Problem statement:
Line count for "wooden": tally the lines of the records below that contain it, and give only that number.

Dataset entries
+ + + +
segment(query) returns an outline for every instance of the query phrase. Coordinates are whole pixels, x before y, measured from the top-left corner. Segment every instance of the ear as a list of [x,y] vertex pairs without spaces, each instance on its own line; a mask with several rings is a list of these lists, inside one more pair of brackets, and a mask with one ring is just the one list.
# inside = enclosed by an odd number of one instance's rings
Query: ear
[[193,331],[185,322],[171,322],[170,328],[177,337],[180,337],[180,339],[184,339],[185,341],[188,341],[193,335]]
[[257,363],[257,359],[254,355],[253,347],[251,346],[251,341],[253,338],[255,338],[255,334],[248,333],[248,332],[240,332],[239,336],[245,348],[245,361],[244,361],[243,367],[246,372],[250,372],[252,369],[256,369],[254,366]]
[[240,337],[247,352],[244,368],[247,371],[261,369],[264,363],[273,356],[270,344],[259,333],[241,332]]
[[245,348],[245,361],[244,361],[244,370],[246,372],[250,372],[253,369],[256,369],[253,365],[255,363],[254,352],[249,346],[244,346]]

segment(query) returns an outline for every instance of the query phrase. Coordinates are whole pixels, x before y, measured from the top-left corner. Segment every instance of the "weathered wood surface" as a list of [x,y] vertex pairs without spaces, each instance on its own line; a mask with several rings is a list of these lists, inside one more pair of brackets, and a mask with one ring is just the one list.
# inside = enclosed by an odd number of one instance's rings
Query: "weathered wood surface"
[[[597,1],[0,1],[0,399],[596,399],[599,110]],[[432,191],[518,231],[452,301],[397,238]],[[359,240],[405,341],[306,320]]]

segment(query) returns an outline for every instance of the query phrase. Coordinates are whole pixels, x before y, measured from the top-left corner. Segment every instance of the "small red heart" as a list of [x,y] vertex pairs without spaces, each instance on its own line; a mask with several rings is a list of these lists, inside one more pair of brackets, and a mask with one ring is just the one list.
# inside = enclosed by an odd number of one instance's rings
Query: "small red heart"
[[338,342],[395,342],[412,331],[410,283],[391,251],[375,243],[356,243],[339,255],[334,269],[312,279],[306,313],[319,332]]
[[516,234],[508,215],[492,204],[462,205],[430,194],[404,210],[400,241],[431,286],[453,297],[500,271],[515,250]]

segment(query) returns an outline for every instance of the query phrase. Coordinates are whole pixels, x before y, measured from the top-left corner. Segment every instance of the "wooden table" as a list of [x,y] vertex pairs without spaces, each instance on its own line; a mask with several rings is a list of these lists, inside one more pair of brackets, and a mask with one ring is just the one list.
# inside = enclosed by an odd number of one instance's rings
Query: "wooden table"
+ + + +
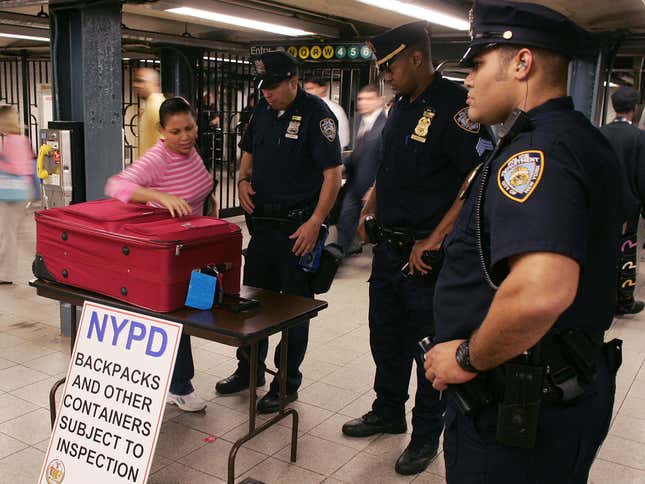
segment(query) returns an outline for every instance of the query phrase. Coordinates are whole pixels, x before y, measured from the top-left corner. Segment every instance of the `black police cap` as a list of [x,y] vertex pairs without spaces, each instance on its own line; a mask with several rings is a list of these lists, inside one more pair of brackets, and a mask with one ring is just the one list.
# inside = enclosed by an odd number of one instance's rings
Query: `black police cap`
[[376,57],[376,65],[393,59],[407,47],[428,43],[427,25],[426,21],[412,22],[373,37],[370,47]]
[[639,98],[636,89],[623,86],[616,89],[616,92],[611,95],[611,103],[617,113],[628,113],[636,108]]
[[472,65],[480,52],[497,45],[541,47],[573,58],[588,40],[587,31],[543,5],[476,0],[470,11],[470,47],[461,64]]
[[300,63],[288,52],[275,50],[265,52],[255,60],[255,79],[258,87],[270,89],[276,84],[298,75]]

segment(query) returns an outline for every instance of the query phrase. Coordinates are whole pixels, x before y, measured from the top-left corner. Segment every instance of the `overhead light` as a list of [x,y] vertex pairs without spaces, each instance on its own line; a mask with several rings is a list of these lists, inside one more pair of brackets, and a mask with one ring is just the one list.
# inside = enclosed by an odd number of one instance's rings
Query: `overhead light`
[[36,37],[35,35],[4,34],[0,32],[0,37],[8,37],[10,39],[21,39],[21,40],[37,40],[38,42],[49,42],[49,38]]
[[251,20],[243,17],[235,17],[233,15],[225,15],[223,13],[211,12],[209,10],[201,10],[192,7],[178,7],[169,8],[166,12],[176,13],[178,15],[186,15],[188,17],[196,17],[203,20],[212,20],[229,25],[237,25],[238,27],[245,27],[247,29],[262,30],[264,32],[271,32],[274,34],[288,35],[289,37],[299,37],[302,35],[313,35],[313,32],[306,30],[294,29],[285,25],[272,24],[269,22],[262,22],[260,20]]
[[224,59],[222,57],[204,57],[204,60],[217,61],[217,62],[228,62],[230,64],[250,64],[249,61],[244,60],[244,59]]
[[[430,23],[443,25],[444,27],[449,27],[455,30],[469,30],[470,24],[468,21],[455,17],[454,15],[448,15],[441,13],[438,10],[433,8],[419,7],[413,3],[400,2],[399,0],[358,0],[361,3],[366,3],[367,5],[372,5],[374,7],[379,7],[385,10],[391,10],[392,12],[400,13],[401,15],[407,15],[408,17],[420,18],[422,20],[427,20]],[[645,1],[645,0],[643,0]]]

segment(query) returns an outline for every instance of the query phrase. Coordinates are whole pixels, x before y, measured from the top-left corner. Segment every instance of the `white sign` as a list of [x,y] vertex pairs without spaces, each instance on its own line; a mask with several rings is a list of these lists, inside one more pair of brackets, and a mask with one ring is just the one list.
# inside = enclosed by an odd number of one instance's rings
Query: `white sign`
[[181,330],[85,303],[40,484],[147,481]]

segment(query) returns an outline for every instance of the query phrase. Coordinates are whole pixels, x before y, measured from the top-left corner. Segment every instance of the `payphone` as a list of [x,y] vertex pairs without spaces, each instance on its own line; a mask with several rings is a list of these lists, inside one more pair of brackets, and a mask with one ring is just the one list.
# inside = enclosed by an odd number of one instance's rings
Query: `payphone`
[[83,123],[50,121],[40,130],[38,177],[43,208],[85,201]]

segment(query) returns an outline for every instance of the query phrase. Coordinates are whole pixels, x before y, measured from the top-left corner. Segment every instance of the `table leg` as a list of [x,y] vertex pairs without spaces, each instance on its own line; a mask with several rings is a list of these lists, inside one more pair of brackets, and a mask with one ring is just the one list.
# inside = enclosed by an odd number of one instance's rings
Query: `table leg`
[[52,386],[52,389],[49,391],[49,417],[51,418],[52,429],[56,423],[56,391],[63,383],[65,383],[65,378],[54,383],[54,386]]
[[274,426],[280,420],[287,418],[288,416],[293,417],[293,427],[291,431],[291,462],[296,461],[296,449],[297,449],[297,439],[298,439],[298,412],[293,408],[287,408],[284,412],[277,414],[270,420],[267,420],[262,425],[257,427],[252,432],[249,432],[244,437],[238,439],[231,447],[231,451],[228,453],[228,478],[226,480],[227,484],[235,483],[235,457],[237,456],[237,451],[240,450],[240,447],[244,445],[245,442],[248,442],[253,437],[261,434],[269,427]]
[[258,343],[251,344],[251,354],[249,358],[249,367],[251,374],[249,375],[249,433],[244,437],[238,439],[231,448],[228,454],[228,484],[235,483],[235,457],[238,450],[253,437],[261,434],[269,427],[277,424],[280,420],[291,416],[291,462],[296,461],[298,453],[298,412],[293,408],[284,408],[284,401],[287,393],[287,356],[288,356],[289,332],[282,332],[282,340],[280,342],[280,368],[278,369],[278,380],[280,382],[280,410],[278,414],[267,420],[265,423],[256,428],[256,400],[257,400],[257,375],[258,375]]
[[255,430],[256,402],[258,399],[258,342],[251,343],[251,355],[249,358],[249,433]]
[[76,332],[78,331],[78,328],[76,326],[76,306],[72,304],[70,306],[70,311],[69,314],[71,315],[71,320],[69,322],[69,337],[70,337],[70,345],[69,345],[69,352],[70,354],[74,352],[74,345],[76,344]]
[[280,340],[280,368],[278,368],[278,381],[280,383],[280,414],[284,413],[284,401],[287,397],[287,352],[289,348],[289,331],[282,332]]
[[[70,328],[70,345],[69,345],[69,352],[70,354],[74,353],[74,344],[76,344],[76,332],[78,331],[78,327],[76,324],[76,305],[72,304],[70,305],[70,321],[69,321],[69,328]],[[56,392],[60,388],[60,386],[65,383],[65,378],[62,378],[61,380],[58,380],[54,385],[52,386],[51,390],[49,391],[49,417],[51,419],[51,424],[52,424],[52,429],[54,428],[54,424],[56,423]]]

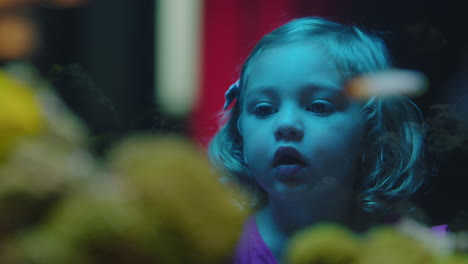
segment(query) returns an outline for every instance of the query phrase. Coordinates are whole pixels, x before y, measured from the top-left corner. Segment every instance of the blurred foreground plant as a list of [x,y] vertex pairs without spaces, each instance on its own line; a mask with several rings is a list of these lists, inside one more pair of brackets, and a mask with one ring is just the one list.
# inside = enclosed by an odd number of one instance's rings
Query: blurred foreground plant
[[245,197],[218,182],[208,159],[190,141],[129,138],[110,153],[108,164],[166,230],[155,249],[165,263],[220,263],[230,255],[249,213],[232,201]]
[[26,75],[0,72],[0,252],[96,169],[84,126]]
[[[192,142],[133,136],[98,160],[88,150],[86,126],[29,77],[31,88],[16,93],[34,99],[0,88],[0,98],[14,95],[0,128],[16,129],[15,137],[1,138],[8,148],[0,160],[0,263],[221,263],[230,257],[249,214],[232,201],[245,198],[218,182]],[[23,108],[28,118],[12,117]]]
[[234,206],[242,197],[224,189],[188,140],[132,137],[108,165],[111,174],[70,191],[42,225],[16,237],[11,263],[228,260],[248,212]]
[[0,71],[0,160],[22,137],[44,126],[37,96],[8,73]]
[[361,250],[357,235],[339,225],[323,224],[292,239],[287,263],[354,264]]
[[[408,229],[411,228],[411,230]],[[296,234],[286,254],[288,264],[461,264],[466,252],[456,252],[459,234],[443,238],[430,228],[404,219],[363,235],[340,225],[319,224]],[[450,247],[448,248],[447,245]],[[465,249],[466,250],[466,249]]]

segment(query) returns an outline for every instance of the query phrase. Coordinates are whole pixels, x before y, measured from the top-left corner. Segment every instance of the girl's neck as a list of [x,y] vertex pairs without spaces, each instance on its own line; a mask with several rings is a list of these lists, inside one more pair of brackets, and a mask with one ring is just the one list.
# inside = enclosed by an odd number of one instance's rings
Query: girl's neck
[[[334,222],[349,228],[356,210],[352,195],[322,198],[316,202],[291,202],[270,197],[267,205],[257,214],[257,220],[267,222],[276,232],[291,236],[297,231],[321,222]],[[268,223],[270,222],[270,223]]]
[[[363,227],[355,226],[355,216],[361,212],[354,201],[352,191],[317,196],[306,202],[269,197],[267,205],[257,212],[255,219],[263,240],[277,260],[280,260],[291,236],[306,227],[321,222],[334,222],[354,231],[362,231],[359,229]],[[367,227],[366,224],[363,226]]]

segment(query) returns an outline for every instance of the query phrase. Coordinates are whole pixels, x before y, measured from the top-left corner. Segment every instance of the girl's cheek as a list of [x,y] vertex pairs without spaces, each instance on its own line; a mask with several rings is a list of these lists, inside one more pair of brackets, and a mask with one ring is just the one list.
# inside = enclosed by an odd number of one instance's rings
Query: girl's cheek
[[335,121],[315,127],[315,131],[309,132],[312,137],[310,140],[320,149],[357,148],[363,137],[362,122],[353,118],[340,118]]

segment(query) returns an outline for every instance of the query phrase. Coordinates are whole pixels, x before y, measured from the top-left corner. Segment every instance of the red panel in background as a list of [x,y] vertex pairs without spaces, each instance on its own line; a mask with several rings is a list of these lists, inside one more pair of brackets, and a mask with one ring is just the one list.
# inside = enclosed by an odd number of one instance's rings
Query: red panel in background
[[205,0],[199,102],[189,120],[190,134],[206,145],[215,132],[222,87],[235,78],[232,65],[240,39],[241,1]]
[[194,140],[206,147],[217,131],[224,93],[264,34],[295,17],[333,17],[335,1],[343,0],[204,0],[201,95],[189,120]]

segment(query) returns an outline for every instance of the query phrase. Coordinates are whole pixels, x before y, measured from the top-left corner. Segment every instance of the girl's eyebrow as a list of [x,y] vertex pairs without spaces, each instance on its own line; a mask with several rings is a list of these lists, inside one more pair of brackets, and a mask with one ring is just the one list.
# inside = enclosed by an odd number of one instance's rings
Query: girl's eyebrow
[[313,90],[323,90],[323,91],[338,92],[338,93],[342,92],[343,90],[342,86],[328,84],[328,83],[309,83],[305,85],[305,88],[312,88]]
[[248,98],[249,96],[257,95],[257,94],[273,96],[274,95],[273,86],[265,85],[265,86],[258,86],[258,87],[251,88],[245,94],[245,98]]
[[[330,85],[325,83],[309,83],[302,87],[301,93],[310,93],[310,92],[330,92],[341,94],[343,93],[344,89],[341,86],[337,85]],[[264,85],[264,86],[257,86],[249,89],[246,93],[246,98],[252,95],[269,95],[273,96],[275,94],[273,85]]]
+ + + +
Expected answer:
2